* RECORDS SHOWN
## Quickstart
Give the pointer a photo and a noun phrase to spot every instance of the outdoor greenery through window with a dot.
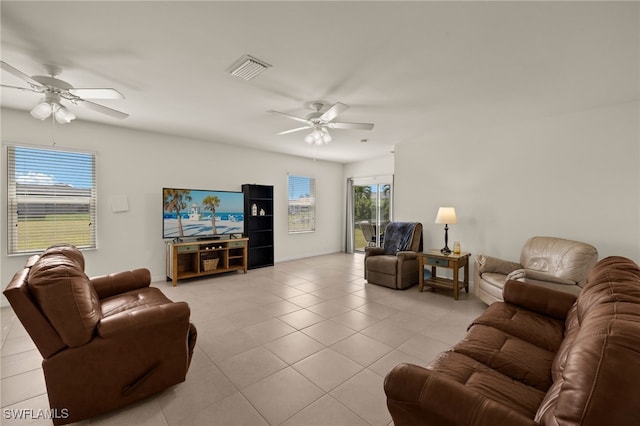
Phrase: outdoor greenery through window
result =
(51, 199)
(302, 204)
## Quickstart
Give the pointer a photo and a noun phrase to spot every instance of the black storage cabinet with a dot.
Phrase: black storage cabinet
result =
(258, 224)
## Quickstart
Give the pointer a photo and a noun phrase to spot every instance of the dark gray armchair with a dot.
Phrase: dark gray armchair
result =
(395, 264)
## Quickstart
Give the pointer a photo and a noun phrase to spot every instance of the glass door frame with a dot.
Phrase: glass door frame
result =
(354, 229)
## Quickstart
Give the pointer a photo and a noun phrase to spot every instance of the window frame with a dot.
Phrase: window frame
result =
(67, 202)
(303, 203)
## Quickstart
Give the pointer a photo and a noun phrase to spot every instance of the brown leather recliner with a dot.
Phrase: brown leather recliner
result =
(396, 264)
(549, 262)
(106, 341)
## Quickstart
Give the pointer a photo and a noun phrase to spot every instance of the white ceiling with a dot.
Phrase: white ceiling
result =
(415, 69)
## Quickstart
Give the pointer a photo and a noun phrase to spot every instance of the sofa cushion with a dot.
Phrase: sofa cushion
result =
(65, 294)
(488, 382)
(558, 257)
(504, 353)
(133, 300)
(597, 368)
(544, 332)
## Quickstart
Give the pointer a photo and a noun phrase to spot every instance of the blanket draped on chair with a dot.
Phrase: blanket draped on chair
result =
(398, 237)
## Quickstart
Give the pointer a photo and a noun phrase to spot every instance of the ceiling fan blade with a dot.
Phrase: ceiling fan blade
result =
(12, 70)
(26, 89)
(96, 93)
(294, 130)
(337, 109)
(351, 126)
(293, 117)
(103, 109)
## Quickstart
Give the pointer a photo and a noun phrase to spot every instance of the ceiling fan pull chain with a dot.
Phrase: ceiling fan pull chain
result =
(53, 130)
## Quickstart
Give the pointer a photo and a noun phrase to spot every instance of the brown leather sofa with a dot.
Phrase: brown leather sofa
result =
(396, 264)
(556, 263)
(540, 357)
(106, 341)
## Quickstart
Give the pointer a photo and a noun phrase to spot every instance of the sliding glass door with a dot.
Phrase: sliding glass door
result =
(372, 210)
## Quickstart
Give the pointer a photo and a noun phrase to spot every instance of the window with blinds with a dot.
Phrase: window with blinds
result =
(302, 204)
(51, 199)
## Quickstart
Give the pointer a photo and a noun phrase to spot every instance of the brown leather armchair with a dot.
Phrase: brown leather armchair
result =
(106, 341)
(396, 264)
(551, 262)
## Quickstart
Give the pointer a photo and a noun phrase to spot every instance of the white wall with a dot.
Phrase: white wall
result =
(138, 164)
(574, 176)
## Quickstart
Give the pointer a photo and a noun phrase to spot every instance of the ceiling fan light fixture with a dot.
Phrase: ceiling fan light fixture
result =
(42, 110)
(319, 136)
(248, 67)
(63, 115)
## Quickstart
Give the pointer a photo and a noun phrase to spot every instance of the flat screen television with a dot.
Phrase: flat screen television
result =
(201, 214)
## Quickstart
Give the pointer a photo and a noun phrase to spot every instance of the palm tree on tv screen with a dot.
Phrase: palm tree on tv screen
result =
(210, 202)
(176, 200)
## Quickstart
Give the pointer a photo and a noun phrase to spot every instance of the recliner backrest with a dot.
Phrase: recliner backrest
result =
(559, 257)
(65, 295)
(45, 337)
(402, 236)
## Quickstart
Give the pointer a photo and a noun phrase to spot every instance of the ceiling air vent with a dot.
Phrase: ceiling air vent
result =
(248, 67)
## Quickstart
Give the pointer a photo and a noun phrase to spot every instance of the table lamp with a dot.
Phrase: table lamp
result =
(446, 215)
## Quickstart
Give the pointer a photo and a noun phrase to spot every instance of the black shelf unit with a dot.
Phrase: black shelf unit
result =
(258, 224)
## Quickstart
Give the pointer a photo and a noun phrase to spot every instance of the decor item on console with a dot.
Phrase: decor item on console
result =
(106, 341)
(541, 357)
(395, 264)
(547, 261)
(446, 215)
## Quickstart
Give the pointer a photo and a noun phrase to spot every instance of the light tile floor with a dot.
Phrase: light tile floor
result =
(306, 342)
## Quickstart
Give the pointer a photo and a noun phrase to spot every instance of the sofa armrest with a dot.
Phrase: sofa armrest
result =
(152, 318)
(120, 282)
(419, 396)
(494, 264)
(524, 273)
(542, 300)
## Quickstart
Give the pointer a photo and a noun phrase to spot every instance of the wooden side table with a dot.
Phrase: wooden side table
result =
(436, 259)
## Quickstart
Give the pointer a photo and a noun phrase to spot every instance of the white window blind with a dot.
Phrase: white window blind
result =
(302, 204)
(51, 199)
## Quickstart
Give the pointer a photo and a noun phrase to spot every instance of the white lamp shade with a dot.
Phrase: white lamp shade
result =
(446, 215)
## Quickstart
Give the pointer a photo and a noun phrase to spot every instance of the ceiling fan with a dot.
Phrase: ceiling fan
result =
(321, 122)
(55, 90)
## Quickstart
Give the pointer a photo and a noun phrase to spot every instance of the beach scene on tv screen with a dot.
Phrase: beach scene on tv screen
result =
(199, 213)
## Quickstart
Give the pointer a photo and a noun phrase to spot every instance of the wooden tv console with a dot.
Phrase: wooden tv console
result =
(206, 257)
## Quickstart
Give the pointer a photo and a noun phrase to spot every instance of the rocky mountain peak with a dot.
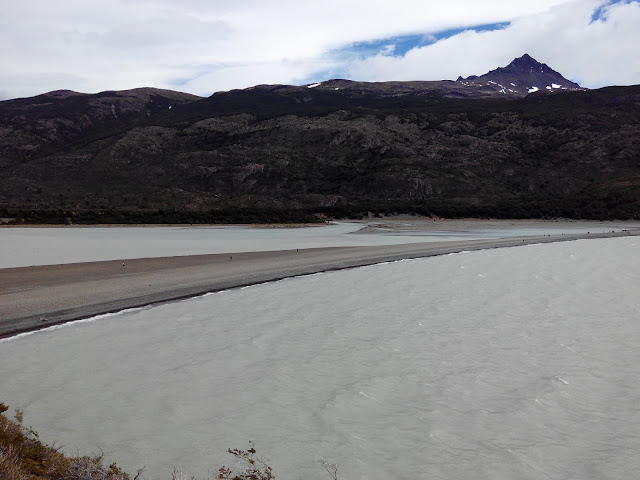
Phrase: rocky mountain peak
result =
(522, 76)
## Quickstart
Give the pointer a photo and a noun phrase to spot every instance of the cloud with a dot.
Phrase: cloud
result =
(201, 46)
(594, 53)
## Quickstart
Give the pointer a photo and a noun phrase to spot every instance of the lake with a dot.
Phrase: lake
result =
(515, 363)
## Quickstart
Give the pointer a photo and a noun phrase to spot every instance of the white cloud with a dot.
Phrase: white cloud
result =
(202, 46)
(593, 53)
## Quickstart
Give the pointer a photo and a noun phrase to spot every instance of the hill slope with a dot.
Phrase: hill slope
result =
(338, 147)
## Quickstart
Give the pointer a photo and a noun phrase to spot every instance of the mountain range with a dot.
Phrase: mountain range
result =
(518, 141)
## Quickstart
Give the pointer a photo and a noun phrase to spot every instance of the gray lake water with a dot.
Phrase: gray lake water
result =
(24, 246)
(517, 363)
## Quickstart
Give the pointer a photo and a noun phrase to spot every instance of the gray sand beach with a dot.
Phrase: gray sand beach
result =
(36, 297)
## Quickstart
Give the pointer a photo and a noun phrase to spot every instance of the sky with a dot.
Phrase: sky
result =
(204, 46)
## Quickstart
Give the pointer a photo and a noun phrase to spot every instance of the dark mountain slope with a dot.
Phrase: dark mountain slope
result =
(283, 149)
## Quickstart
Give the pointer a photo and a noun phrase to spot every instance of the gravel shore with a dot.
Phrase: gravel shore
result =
(36, 297)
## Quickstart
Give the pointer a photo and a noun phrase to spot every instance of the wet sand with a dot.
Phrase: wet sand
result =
(36, 297)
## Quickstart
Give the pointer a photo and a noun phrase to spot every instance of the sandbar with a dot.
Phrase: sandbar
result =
(37, 297)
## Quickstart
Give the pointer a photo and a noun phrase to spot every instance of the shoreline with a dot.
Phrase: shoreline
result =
(37, 297)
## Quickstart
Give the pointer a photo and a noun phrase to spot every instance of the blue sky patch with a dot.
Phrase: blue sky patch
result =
(600, 12)
(400, 45)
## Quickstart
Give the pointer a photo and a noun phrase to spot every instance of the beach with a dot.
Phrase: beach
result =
(37, 297)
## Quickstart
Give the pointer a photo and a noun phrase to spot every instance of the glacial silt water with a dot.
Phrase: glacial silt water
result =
(516, 363)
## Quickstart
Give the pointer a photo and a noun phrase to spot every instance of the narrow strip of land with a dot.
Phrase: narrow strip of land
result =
(37, 297)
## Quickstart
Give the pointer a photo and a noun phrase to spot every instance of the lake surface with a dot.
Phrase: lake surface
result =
(514, 363)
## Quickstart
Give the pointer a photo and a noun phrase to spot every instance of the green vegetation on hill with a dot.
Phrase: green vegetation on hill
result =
(23, 456)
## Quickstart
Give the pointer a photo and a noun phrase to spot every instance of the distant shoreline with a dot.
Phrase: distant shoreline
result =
(32, 298)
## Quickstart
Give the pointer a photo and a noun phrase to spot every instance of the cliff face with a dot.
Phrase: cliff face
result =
(336, 147)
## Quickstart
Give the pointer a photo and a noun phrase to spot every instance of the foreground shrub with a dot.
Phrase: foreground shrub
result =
(23, 456)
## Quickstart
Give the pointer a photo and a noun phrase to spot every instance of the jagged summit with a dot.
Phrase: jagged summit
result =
(523, 75)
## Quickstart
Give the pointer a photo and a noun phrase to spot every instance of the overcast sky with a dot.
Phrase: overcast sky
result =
(204, 46)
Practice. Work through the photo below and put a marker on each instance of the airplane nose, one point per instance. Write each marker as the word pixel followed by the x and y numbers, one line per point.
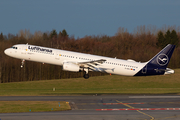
pixel 6 51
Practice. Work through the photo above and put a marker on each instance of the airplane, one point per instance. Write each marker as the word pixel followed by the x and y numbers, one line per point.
pixel 77 62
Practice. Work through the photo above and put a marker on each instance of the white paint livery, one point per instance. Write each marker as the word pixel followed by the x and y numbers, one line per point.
pixel 75 61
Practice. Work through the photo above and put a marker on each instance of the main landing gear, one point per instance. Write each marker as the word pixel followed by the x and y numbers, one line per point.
pixel 86 75
pixel 22 63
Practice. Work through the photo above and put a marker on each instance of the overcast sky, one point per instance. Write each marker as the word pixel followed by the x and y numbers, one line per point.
pixel 86 17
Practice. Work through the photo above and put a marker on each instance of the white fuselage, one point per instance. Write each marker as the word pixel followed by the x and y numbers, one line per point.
pixel 59 57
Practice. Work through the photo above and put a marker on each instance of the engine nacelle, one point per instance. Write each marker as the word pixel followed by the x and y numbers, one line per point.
pixel 70 67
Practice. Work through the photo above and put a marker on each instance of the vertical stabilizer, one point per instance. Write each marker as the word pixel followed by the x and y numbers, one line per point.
pixel 157 65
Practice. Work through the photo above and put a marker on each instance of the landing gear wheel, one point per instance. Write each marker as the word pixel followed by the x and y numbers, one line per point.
pixel 86 76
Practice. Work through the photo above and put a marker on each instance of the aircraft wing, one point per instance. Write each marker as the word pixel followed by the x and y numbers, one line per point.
pixel 92 65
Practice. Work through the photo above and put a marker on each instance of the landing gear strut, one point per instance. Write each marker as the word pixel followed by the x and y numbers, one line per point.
pixel 22 63
pixel 86 75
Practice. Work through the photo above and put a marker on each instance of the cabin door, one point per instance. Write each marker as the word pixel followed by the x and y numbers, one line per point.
pixel 57 55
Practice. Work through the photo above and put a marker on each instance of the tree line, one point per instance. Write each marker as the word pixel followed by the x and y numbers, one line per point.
pixel 140 46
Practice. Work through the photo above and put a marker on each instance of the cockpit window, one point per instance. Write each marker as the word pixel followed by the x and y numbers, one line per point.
pixel 14 47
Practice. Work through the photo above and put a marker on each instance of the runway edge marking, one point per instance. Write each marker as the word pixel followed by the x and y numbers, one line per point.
pixel 139 109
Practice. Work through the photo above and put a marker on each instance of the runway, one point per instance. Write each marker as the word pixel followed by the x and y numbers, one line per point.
pixel 104 107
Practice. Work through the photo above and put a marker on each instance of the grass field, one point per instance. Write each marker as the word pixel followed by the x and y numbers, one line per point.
pixel 110 84
pixel 32 106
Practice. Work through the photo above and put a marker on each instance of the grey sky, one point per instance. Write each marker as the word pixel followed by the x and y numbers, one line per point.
pixel 86 17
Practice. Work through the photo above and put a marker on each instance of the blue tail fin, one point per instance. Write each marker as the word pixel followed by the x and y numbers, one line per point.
pixel 163 57
pixel 157 65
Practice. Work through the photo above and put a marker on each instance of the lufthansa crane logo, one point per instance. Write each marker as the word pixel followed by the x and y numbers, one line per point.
pixel 162 59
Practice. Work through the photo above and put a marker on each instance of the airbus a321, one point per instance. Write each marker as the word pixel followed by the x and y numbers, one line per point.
pixel 76 62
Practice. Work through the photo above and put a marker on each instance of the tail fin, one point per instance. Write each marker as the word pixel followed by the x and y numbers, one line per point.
pixel 163 57
pixel 157 65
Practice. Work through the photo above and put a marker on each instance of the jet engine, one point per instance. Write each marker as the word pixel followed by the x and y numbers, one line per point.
pixel 70 67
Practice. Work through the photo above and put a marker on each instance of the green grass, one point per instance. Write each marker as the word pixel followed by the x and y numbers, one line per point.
pixel 110 84
pixel 32 106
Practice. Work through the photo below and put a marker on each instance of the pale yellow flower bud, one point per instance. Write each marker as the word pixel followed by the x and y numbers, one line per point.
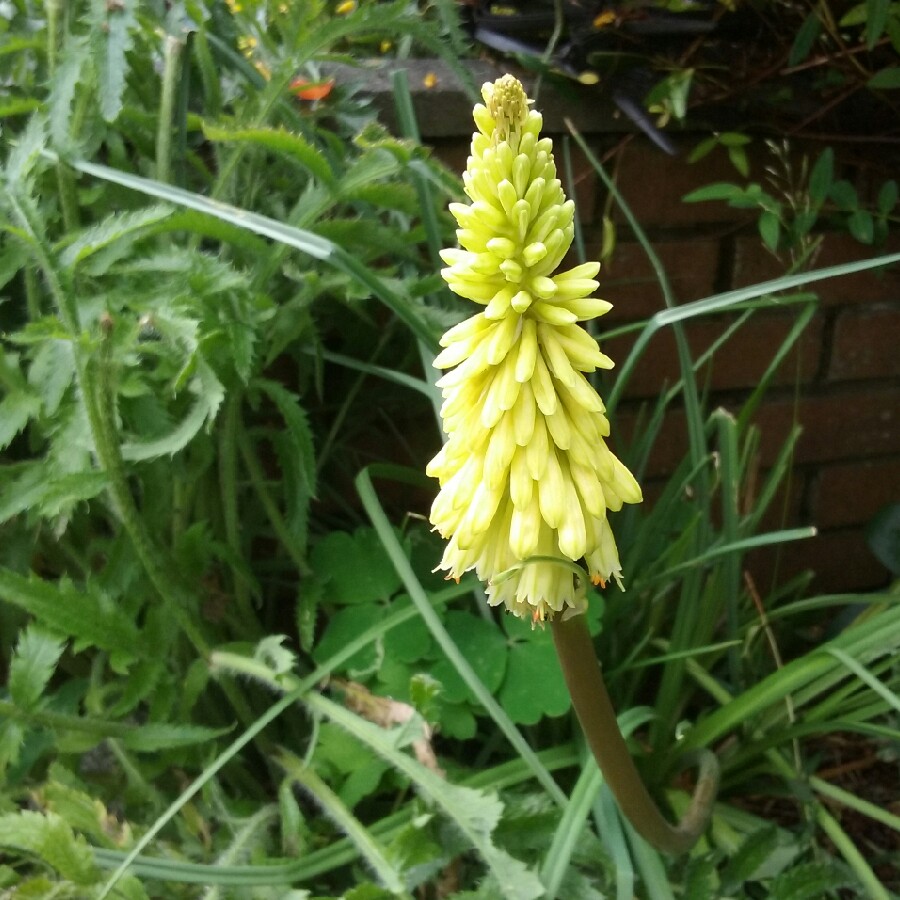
pixel 526 477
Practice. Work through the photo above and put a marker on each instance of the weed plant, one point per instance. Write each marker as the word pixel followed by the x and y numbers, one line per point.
pixel 231 670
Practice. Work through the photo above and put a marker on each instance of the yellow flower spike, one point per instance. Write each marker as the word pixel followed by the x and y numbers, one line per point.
pixel 526 477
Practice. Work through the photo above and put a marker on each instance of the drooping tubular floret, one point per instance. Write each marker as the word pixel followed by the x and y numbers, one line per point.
pixel 525 473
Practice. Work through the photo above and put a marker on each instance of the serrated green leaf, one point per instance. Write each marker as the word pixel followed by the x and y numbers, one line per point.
pixel 50 838
pixel 152 737
pixel 84 813
pixel 111 39
pixel 33 664
pixel 770 229
pixel 411 640
pixel 115 227
pixel 474 812
pixel 16 409
pixel 209 393
pixel 88 616
pixel 51 372
pixel 862 226
pixel 287 145
pixel 298 428
pixel 69 74
pixel 372 165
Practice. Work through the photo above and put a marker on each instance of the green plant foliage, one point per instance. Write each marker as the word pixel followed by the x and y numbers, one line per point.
pixel 229 667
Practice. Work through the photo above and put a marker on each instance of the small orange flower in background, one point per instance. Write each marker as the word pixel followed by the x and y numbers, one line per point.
pixel 304 89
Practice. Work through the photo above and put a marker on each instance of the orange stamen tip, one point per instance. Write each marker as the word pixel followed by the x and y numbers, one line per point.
pixel 311 90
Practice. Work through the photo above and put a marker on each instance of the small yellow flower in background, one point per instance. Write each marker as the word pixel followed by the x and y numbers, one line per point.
pixel 525 474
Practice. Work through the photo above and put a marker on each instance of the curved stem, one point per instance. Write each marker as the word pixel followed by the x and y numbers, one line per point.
pixel 598 719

* WHAT YOU NEED TO DO
Only the lines from the one containing "of the orange" through the end of the material should be reproduced, exactly, with both ends included.

* RESULT
Practice. Work through the photo above and put a marker on each instance of the orange stamen tip, one point per instance. Write each marker as the word pixel followed by the x and y numbers, one line per point.
pixel 311 90
Practice. Work through the photo above and put a marker on each instance of the small yellow flower in background, one point per instance. Write each marker as the word pixel followed by the x and y numbers, one line per point.
pixel 525 474
Practice. Work through the photo above and put a marker on each instance of the curved stem, one point per instance. Write each marker as the word pixel followed by the x and y numbers, one line per point.
pixel 598 719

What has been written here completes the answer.